* Data in this exercise *

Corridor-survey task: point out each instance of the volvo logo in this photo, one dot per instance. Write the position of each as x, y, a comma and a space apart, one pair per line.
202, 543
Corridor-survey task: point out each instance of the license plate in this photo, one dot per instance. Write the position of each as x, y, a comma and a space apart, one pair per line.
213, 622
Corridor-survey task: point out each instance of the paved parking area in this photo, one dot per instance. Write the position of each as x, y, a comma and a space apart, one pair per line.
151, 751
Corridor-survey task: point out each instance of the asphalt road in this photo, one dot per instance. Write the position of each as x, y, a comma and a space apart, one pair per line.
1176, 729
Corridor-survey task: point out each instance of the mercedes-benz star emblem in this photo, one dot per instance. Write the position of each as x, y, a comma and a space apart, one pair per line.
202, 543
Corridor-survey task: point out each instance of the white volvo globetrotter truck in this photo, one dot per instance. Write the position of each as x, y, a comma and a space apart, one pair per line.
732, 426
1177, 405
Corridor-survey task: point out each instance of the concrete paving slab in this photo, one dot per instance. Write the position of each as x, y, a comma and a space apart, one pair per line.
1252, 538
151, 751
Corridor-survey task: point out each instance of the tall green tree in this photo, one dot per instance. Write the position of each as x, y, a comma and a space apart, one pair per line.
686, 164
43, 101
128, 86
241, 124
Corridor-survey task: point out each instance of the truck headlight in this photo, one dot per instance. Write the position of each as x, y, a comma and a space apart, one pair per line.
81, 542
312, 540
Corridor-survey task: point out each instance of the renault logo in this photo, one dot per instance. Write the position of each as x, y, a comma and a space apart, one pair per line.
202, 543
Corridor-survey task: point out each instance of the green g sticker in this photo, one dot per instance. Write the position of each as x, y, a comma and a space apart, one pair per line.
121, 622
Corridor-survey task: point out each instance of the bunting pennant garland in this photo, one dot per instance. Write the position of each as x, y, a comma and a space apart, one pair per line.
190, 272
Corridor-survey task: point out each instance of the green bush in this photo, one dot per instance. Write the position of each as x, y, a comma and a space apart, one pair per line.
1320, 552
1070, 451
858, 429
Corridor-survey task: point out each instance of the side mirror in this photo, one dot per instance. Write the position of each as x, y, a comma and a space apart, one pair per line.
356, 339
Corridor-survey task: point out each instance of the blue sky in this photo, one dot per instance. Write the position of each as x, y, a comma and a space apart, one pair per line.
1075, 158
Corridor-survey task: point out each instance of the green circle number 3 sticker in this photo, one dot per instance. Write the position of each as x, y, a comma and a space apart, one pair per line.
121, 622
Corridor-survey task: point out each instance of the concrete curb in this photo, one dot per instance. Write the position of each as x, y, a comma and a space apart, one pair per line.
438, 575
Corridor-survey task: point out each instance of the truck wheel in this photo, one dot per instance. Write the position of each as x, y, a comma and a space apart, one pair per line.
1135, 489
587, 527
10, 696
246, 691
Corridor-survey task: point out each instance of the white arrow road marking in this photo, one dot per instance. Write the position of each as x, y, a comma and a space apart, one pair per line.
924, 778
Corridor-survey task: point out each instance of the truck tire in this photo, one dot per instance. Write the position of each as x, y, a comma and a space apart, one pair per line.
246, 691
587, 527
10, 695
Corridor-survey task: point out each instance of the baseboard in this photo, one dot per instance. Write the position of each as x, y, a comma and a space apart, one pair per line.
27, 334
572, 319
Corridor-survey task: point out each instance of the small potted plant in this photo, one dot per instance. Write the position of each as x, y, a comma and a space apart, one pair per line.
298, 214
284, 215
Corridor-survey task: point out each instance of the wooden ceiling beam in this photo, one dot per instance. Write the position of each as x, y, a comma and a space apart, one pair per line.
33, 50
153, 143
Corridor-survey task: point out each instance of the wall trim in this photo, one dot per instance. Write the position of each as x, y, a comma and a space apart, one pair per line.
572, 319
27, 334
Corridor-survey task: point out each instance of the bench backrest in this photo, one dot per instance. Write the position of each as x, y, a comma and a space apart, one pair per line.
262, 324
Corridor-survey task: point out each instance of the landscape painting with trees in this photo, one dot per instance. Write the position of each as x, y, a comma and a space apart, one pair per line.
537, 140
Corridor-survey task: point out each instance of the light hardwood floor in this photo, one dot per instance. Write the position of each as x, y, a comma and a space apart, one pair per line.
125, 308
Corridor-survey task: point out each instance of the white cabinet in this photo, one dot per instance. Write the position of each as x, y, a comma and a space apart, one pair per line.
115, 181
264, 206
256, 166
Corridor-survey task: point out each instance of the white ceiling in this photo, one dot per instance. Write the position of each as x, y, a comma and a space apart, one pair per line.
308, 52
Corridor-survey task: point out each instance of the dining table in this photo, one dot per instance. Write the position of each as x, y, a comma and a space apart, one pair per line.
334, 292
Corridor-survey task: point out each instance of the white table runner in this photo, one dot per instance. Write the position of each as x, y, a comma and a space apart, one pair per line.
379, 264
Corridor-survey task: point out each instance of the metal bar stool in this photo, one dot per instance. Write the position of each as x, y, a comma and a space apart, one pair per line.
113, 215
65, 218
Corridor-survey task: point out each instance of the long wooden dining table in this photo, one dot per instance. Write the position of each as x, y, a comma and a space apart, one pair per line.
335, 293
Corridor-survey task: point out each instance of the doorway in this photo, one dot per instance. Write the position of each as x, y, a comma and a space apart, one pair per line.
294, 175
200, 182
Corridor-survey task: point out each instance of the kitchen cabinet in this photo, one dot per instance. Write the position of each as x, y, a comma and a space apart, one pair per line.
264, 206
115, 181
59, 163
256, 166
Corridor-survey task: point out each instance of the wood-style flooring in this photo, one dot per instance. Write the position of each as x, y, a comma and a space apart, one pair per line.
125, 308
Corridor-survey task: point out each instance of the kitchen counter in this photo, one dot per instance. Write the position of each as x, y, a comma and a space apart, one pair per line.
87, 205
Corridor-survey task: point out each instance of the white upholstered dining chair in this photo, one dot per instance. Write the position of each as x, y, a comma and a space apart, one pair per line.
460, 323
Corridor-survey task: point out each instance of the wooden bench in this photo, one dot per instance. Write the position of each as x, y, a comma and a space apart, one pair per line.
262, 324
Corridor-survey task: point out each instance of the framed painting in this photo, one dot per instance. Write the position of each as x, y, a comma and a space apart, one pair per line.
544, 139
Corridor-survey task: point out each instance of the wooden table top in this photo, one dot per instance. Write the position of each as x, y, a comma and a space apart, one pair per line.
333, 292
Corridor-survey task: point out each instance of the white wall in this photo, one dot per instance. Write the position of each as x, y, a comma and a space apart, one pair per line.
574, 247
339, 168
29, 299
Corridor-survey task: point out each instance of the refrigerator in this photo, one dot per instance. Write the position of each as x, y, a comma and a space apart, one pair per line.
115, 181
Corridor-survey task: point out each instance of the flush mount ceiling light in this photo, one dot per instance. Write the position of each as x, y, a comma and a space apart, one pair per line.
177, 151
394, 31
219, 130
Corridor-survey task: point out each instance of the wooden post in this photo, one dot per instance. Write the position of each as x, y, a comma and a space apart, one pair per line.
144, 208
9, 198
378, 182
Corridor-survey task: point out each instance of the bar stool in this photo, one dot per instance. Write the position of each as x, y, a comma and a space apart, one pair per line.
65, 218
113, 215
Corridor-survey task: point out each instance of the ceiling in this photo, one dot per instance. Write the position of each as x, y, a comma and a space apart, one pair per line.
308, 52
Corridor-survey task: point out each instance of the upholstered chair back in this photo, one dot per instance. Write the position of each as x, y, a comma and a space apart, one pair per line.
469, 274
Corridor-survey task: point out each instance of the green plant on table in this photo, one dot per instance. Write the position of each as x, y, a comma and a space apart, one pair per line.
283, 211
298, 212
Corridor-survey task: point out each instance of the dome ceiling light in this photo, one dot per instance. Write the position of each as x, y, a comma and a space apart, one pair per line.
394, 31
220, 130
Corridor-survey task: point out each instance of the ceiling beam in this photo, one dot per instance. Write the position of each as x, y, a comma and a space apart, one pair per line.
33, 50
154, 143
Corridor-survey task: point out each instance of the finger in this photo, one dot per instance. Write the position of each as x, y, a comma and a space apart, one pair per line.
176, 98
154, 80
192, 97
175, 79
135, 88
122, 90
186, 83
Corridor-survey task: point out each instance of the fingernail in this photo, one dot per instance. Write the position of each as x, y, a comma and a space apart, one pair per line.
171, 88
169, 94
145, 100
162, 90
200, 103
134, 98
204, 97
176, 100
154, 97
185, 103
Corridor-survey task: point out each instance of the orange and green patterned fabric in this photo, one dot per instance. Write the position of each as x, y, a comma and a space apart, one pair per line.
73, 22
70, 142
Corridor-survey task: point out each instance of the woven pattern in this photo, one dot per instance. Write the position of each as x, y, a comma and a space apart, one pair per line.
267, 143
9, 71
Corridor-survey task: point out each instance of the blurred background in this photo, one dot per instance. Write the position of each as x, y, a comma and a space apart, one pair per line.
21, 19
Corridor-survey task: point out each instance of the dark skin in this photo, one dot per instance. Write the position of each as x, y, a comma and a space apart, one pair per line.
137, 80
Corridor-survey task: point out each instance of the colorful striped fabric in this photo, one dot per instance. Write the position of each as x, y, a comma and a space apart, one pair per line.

* Short task *
Copy out exactly the lines running from the line with "Corridor-survey task: point out each instance of the upholstered" to the end of the records, inclusive.

* The result *
Corridor-survey task: point out each instance of the upholstered chair back in this photo, one dot per instance. Write the position of each as x, y, a comma and a space apart, one pair per line.
469, 274
Corridor-survey task: point out each instance of the green plant on table in this photo, one dot per instance. Write the position of each as x, y, a comma and a space apart, one pair per line.
283, 211
298, 212
Corridor-survey task: point out each instance of the dome ceiling light in this photo, one dot per instance. Write the position of each as x, y, a comma and a space apart, one pair per line.
394, 31
220, 130
Corridor-survey task: point out each instance of the ceiling beam in this photo, one dot per instance. Write the position of each as x, y, a comma and a space apart, one pair per line.
33, 50
154, 143
Corridor-survey task: point out each instance of the finger in this photo, one dot per instance. Write the position of each as x, y, a comma and a space apart, one pair per line.
176, 98
154, 80
192, 97
175, 79
135, 88
122, 90
186, 83
Corridor-survey task: point out each instance of the fingernail in this photo, one dot per instance. Write the position of each as x, y, a comma and a space apart, one pair per line.
171, 88
169, 94
145, 100
162, 90
200, 103
134, 98
204, 97
176, 100
154, 97
185, 103
Corridor-survey task: point out each instance of the orange and green patterned fabric in this photo, one dot per instance. Write the position of each as x, y, a comma and a space apart, one pair per line.
73, 22
70, 142
Corridor-survey task: point out each instance of the woven pattern in this photo, one dot per instance. Write the position of each as x, y, a comma and a space apart, one pair per line.
267, 143
9, 71
Corridor-survey task: point out each instance of the blurred background in this photo, one dot per instance. Write the position of each as x, y, a comma and a space apart, one pair per line.
21, 19
Corridor-survey task: point out each instance of the dark skin in this photo, one dot per instance. Write the position of each as x, y, a comma and a space apart, one pair per line.
137, 80
Corridor-survey task: point out each instance of the colorful striped fabric in this photo, one dot per instance. Write the position of each as x, y, a comma and a space apart, one pair per line.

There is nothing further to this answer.